▶ [Document extract]

A relentlessly grim and oppressive experience, Combat Shock's technical poverty actually reinforces the sincere if naive commentary it is trying to make. A more polished picture could never hope to get so completely under its protagonist's skin; in many ways this is a precursor to Abel Ferrera's more accomplished but similarly bruising Bad Lieutenant.

Little details mount to take on crushing dimensions - the debris littering the streets and weeds cracking through the sidewalk highlight humanity and nature's attempts to suffocate and usurp one another, while the crumbling apartment's empty fridge (complete with a scene-stealing carton of spoiled milk) is returned to periodically as if it might magically contain something new, a pathetic situation repeated in the comparably nihilistic [film]Requiem For A Dream[/film].

▶ [Raw records]
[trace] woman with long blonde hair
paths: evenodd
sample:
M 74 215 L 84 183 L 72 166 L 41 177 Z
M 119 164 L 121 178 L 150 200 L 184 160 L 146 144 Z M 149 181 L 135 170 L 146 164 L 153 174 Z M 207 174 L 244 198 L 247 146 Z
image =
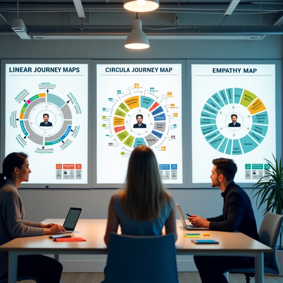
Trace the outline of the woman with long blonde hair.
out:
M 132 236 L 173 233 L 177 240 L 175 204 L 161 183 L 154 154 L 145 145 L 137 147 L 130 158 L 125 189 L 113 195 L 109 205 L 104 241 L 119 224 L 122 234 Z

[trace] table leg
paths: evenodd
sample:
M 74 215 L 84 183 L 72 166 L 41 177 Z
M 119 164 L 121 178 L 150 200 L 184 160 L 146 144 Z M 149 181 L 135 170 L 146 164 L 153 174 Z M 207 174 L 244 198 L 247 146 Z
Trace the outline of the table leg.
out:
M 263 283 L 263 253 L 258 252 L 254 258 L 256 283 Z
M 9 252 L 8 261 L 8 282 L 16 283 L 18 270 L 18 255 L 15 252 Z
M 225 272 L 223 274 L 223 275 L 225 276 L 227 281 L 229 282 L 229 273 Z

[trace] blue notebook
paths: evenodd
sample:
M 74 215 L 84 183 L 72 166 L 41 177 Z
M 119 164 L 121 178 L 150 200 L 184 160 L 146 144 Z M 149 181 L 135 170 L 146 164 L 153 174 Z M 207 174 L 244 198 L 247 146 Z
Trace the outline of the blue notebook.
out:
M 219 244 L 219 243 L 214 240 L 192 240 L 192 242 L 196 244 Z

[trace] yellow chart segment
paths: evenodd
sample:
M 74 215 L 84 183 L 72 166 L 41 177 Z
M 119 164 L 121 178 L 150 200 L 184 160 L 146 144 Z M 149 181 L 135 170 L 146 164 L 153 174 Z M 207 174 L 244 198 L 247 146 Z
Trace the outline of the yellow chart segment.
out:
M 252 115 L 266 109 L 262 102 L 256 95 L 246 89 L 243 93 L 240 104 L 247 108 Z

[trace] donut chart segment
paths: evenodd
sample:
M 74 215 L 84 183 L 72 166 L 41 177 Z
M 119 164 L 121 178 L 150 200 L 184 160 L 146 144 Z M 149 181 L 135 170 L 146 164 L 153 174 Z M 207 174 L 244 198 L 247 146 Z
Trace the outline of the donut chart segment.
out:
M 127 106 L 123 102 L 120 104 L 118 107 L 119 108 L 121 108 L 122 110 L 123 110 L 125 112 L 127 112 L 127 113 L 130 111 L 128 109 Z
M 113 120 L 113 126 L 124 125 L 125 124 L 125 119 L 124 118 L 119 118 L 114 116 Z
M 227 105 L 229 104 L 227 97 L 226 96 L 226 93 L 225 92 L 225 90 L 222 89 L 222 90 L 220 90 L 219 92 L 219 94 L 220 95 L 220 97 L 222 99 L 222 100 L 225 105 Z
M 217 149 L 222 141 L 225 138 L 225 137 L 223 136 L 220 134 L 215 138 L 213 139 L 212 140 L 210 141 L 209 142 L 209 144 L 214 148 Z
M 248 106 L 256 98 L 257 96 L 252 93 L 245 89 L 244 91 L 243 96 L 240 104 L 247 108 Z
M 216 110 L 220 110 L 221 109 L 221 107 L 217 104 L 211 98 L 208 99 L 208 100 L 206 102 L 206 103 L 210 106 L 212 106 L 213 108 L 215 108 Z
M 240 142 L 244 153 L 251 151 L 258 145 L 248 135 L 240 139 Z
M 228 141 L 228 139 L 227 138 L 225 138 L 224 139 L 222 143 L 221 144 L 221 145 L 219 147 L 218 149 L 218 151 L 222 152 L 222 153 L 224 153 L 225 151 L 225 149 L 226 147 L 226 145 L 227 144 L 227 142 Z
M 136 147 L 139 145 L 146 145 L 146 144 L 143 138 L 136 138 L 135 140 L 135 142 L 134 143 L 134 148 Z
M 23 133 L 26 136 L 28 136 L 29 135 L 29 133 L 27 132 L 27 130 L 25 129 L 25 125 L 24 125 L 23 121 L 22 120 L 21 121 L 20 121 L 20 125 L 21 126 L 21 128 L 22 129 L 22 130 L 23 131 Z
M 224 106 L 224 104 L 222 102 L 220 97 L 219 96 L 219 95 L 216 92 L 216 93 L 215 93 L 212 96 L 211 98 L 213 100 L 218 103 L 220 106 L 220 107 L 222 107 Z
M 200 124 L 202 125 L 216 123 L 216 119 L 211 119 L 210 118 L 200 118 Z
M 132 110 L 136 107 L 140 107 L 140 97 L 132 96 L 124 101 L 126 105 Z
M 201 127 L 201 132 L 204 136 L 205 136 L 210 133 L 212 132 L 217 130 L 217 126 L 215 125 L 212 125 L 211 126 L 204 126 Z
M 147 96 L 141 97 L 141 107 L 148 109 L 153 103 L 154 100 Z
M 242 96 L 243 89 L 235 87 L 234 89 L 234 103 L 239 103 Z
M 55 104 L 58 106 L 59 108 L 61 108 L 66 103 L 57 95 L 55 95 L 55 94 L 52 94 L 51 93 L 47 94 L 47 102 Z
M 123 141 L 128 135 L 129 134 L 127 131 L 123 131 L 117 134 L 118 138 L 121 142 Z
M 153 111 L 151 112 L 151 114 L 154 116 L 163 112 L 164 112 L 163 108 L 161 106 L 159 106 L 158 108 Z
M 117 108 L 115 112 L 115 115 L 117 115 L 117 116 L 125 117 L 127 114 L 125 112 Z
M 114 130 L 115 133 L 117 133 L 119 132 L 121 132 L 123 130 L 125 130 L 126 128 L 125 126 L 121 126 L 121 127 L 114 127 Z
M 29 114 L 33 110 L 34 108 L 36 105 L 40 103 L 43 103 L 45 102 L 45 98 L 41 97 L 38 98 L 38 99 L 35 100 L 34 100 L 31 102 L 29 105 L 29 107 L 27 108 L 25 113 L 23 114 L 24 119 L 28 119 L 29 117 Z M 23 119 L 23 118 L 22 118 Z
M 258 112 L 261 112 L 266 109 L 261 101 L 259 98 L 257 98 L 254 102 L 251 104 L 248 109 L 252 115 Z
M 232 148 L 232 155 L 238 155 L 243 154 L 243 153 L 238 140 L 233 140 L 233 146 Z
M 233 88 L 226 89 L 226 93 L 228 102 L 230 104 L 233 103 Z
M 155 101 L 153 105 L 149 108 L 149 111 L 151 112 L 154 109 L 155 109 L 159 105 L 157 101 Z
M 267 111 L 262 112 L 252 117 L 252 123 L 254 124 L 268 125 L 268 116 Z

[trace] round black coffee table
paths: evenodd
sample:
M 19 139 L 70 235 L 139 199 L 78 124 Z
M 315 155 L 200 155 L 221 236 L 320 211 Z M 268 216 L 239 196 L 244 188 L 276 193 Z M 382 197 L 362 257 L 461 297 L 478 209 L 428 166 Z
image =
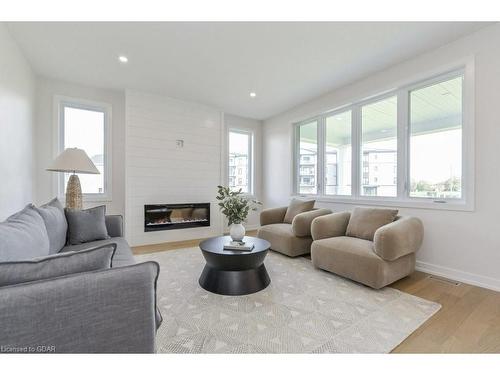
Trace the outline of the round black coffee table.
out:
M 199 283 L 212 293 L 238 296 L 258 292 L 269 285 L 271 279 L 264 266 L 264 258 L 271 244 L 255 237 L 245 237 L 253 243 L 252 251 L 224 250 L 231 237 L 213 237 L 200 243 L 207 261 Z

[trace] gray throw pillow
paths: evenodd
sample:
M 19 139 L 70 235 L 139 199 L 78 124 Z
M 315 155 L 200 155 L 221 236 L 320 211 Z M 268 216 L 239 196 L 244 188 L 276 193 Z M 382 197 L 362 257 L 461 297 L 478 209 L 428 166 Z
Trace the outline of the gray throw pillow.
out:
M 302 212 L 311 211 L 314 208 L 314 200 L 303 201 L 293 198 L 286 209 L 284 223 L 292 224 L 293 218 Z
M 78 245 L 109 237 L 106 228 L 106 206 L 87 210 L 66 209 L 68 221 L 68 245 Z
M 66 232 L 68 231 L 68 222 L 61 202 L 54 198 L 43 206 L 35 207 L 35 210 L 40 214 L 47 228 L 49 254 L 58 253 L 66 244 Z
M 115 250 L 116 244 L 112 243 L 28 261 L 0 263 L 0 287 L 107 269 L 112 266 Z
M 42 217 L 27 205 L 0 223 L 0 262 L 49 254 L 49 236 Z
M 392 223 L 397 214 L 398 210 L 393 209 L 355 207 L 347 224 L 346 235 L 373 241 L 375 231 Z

▶ [Required tasks]
#1 Decide whether each statement agrees with the Combat Shock review. For each, answer yes or no and quote the words of the review that decide it.
(a) The film's technical poverty weakens the commentary it is trying to make.
(b) The review describes the film as a precursor to Bad Lieutenant.
(c) The fridge in the crumbling apartment is empty.
#2 Name every film title that appears in the Combat Shock review.
#3 Extend the Combat Shock review with a further paragraph that picks up after its final sentence.
The data were drawn from a separate source.

▶ [Per-task outputs]
#1
(a) No: "technical poverty actually reinforces the sincere if naive commentary it is trying to make"
(b) Yes: "in many ways this is a precursor to Abel Ferrera's more accomplished but similarly bruising Bad Lieutenant"
(c) Yes: "the crumbling apartment's empty fridge"

#2 Combat Shock, Bad Lieutenant, Requiem For A Dream

#3
The 'Nam flashbacks may be hopelessly unconvincing but they predate Full Metal Jacket's detailing of such horrors as the VC's deployment of women, and carry a bizarre integrity that's literally reflected on Frankie's face at points. His narration of these scenes showcases how adept Buddy G is at writing haunting recollections (as well as the more naturalistic dialogue elsewhere); Frankie's somnambulistic tones emphasise how numb he's become and how far he's slipping from the reality of the present partially due to a past that still torments him. Buddy's real-life brother Rick anchors the film with a world-weary commitment that belies his inexperience, even if he can't always meet the heavy demands of the script and is often let down by his co-stars' embarrassing efforts.

While the film drags - perhaps deliberately - at several points, Buddy has a real eye for his scorched terrain, and throws in some artier flourishes than might be expected. The shabby special effects - especially the Eraserhead-cribbed deformed baby that looks like a lump of plasticine - could easily be criticized, but even they have a DIY charm, evoking Sam Raimi's go-for-broke mentality on [film]The Evil Dead[/film].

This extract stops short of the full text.